「82年生まれ、キム・ジヨン」










1歳の娘を持つ主婦のキム・ジヨンは、専業主婦として子供を育てていたが
日常の小さな出来事に神経をすり減らし、ある日突然親族の女性の人格があらわれ、
カウンセラーにかかるようになるというあらすじ。

現在の韓国の女性が産まれてからずっと浴び続ける苦難の羅列であり、
物語のようで物語ではない。
女性に学は必要ないと考えている人が多いこと、
普通に生きているだけで性犯罪被害にあうこと、
家事育児は女性の仕事だと考えられていること。
小さな子供を連れたお母さんに風当たりが強いこと、
びっくりするくらい日本と似ている。

# 課題
抜粋本文で、現在の韓国の女性が浴び続ける苦難として具体的に挙げられている事柄をすべて書き出してください。

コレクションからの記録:
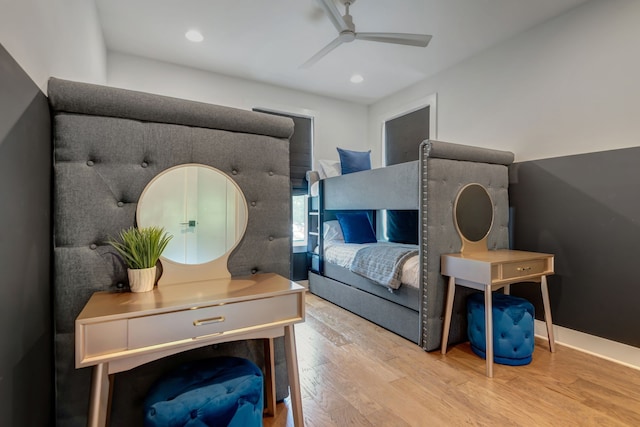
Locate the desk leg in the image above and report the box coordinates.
[284,325,304,427]
[440,277,456,354]
[484,286,493,378]
[264,338,276,417]
[87,363,112,427]
[540,276,556,353]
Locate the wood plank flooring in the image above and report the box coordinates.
[264,293,640,427]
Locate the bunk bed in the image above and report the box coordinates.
[309,140,514,351]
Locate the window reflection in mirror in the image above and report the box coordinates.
[137,164,247,264]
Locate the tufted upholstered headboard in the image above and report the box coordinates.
[49,78,293,427]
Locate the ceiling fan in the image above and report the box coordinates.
[301,0,431,68]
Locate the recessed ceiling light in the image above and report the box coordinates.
[184,30,204,43]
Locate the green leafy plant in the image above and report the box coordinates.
[107,227,173,269]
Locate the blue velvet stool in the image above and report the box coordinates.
[467,292,535,366]
[144,357,263,427]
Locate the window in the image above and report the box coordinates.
[291,195,309,248]
[382,96,435,244]
[253,108,313,250]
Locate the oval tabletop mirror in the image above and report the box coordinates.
[136,163,248,285]
[453,184,493,252]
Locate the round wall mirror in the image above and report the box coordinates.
[137,164,248,282]
[453,184,493,251]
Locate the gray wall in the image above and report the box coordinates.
[509,147,640,347]
[0,45,53,426]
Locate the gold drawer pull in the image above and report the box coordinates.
[191,332,224,341]
[193,316,224,326]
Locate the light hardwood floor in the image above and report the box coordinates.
[264,293,640,427]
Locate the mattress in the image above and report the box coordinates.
[324,240,420,288]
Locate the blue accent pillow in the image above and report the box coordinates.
[338,148,371,175]
[336,212,378,243]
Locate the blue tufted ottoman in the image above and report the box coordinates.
[144,357,263,427]
[467,292,535,366]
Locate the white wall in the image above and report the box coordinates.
[107,52,369,167]
[368,0,640,161]
[0,0,106,93]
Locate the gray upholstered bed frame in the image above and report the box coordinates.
[49,79,293,427]
[309,141,514,351]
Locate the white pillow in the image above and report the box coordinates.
[323,220,344,242]
[318,160,342,179]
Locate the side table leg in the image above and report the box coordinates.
[284,325,304,427]
[540,276,556,353]
[264,338,276,417]
[440,277,456,354]
[87,363,112,427]
[484,286,493,378]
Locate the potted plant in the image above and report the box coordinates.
[108,227,173,292]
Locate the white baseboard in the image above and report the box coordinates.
[535,320,640,369]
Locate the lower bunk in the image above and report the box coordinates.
[309,263,421,343]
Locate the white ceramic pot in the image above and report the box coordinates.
[127,267,156,292]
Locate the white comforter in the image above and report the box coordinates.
[324,241,419,288]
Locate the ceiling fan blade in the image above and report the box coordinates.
[317,0,349,33]
[300,36,343,68]
[356,33,431,47]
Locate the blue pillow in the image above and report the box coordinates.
[336,212,378,243]
[338,148,371,175]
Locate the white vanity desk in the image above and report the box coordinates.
[75,164,305,427]
[76,274,304,426]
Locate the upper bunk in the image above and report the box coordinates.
[308,140,514,210]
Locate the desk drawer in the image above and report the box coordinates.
[502,259,547,279]
[128,293,302,349]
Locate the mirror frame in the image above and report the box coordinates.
[453,182,495,253]
[136,163,249,286]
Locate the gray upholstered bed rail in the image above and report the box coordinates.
[420,141,514,351]
[48,78,293,138]
[309,140,514,351]
[49,79,293,427]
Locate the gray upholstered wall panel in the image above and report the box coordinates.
[420,141,513,351]
[49,80,293,426]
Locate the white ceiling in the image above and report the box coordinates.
[96,0,586,104]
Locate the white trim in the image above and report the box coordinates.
[535,320,640,370]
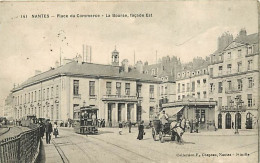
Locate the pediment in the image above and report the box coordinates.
[225,42,244,50]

# 解答
・女性に学は必要ないと考えている人が多いこと
・普通に生きているだけで性犯罪被害にあうこと
・家事育児は女性の仕事だと考えられていること
・小さな子供を連れたお母さんに風当たりが強いこと